Consignes:
- 1) Traduisez en anglais la phrase suivante de l'extrait sur la cybermenace : « L’ENISA s’inquiète aussi du recours de plus en plus massif aux campagnes de désinformation. »
- 2) Relevez dans l'extrait sur la cybermenace le passage qui va de « L’exploitation de ces » à « processus électoral américain. ».
- 3) Rédigez la suite de l'extrait sur la cybermenace à partir de sa dernière phrase.

Extrait:

Baptisé « Threat Landscape », ce long document décrit un champ de bataille avec des forteresses prises d’assaut sous différents angles, de redoutables attaquants améliorant sans cesse leurs techniques, des mercenaires avides de rançons et des commandos chevronnés dirigés par une poignée de pays.
Très complète, s’appuyant sur de nombreuses études et des avis d’experts, cette édition 2022 ne pouvait faire l’impasse sur la guerre russo-ukrainienne qui a défini une nouvelle ère pour la cyberguerre et le hacktivisme, son rôle et son impact sur les conflits.
« Il est fort probable que les États et les autres cyber-opérations s’adapteront à ce nouvel état de fait et tireront parti des avantages qu’il offre. En raison de la volatilité de la situation internationale, nous nous attendons à observer davantage de cyberopérations motivées par la géopolitique dans un avenir proche ou à moyen terme », lit-on dès les premières pages.
L’agence constate également que les acteurs de la menace augmentent leurs capacités en utilisant en particulier des failles 0-day pour atteindre leurs objectifs opérationnels et stratégiques. Une vulnérabilité est dite « 0-day » lorsqu’elle est découverte et exploitée par un pirate avant qu’un correctif ne soit disponible et largement déployé par l’éditeur du logiciel ou le matériel (automate, smartphone, routeur…) en question.
Des failles vendues plus de 3 millions d’euros !
L’exploitation de ces failles n’est pas nouvelle, mais certaines d’entre elles s’arrachent au prix d’or (2 ou 3 millions de dollars pièce, voire plus pour certaines…). Des cyberattaquants parrainés par un État (seule une poignée de pays – USA, UK, Chine, Russie et Israël – peuvent s’acheter des 0-day) ont exploité de nombreuses vulnérabilités critiques, dont certaines concernaient des solutions de Microsoft, des routeurs ou des logiciels de sécurité comme les VPN.
L’ENISA s’inquiète aussi du recours de plus en plus massif aux campagnes de désinformation. Cette technique de guerre de l’information n’est pas récente, car elle remonte à la guerre froide. Elle a connu un renouveau aux États-Unis après l’élection de 2016, lorsque la Russie a été accusée d’avoir interféré avec le processus électoral américain.

(Données de pointage ancrées dans l'image)
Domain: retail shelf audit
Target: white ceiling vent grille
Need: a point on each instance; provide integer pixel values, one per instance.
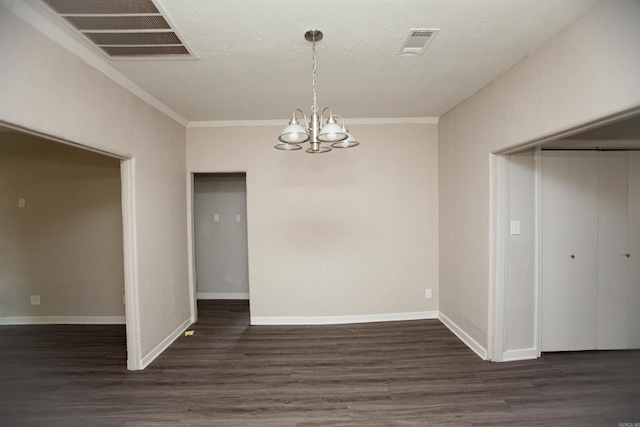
(123, 29)
(418, 40)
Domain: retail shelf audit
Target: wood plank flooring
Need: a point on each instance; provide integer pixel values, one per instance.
(232, 374)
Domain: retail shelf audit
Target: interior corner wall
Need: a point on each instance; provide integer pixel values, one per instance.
(583, 74)
(349, 233)
(65, 243)
(47, 89)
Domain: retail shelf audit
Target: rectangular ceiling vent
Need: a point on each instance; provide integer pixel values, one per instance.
(418, 40)
(123, 29)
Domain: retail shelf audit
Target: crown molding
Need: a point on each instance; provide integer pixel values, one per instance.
(283, 122)
(43, 21)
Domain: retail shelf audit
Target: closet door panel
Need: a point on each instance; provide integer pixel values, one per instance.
(583, 285)
(556, 215)
(612, 247)
(633, 262)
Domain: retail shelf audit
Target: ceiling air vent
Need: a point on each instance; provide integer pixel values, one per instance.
(123, 29)
(418, 40)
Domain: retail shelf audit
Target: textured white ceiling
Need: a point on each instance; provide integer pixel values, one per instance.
(254, 63)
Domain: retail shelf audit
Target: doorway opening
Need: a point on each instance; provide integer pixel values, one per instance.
(64, 229)
(221, 262)
(516, 306)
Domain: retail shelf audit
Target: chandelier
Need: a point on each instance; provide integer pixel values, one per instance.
(295, 134)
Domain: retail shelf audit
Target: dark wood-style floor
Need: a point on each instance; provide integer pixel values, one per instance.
(232, 374)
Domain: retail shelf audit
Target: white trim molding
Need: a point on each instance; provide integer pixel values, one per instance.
(63, 320)
(223, 295)
(38, 17)
(464, 337)
(340, 320)
(283, 122)
(523, 354)
(157, 351)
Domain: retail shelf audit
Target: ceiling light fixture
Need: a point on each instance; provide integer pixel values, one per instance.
(295, 134)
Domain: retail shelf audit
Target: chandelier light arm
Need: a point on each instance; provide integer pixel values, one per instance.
(295, 119)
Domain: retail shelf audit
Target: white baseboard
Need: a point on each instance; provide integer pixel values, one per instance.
(464, 337)
(339, 320)
(63, 320)
(157, 351)
(222, 295)
(524, 354)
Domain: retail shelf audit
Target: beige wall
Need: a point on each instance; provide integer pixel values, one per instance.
(65, 245)
(348, 233)
(589, 71)
(47, 89)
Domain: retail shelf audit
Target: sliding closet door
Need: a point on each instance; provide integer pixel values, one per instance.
(612, 247)
(633, 261)
(569, 250)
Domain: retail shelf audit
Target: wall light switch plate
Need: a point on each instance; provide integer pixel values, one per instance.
(515, 227)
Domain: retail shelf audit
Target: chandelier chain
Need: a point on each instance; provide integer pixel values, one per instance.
(314, 107)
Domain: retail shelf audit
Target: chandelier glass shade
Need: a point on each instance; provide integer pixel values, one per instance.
(320, 130)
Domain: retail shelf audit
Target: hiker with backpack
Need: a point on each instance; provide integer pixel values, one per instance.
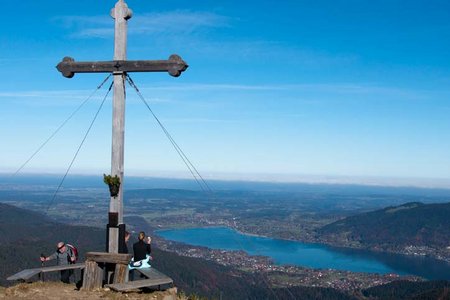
(65, 254)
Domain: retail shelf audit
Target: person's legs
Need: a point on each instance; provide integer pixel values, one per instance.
(65, 276)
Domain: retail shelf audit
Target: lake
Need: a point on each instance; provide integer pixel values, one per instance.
(310, 255)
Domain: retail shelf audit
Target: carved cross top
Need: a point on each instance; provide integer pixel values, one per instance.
(121, 13)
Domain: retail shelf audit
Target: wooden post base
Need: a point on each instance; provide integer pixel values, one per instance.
(96, 263)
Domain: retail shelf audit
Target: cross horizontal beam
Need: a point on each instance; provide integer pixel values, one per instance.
(174, 66)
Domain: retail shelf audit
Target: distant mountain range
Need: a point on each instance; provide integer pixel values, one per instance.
(413, 223)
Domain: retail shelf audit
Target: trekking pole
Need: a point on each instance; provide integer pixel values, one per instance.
(42, 265)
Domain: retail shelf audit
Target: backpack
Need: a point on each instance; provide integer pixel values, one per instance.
(74, 252)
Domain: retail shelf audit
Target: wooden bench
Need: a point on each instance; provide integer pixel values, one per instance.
(25, 275)
(154, 279)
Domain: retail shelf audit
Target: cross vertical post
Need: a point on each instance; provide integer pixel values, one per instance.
(119, 67)
(120, 14)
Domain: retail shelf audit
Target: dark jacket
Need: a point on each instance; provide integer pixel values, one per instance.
(141, 250)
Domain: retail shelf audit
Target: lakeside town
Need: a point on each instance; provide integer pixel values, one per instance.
(284, 275)
(309, 236)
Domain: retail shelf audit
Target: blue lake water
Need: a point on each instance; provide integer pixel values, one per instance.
(316, 256)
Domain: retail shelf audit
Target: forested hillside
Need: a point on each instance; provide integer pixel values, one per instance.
(25, 234)
(409, 224)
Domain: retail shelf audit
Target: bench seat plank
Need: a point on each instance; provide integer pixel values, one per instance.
(28, 273)
(132, 285)
(24, 274)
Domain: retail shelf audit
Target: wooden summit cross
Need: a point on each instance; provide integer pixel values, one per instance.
(119, 67)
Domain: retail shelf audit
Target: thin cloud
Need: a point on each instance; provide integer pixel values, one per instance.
(174, 22)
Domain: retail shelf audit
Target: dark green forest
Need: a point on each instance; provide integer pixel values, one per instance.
(409, 224)
(25, 234)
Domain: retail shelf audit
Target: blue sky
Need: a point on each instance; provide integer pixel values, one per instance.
(275, 90)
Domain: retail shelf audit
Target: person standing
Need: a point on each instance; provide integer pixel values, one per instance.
(64, 256)
(142, 248)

Corrigés:
- 1) ENISA is also concerned about the increasingly widespread use of disinformation campaigns.

- 2)
L’exploitation de ces failles n’est pas nouvelle, mais certaines d’entre elles s’arrachent au prix d’or (2 ou 3 millions de dollars pièce, voire plus pour certaines…). Des cyberattaquants parrainés par un État (seule une poignée de pays – USA, UK, Chine, Russie et Israël – peuvent s’acheter des 0-day) ont exploité de nombreuses vulnérabilités critiques, dont certaines concernaient des solutions de Microsoft, des routeurs ou des logiciels de sécurité comme les VPN.
L’ENISA s’inquiète aussi du recours de plus en plus massif aux campagnes de désinformation. Cette technique de guerre de l’information n’est pas récente, car elle remonte à la guerre froide. Elle a connu un renouveau aux États-Unis après l’élection de 2016, lorsque la Russie a été accusée d’avoir interféré avec le processus électoral américain.

- 3)
Le rôle central de la désinformation dans la cyberguerre a été clarifié dans la guerre entre la Russie et l’Ukraine. « La désinformation a été utilisée avant même le début de la guerre “physique” comme activité préparatoire à l’invasion de l’Ukraine par la Russie. Des campagnes de désinformation de masse ont en effet visé l’Ukraine avant l’invasion et ont continué à s’intensifier pendant celle-ci », lit-on dans ce rapport.
Chevaux de Troie bancaires
Mais le succès grandissant des réseaux sociaux a fourni aux acteurs étatiques et non étatiques des canaux et des outils puissants pour fabriquer et distribuer des informations malveillantes. « Ces campagnes sont généralement la première étape avant le lancement d’autres attaques, telles que le phishing, l’ingénierie sociale ou l’infection par des logiciels malveillants », prévient l’agence.
En 2021, les familles de logiciels malveillants les plus courantes comprenaient les chevaux de Troie d’accès à distance, les chevaux de Troie bancaires, les voleurs d’informations (stealers) et les ransomwares.
« La plupart des souches de ces virus sont actives depuis plus de cinq ans, ce qui confirme que le développement des logiciels malveillants est un effort continu et que le développement actif porte ses fruits », constate l’ENISA.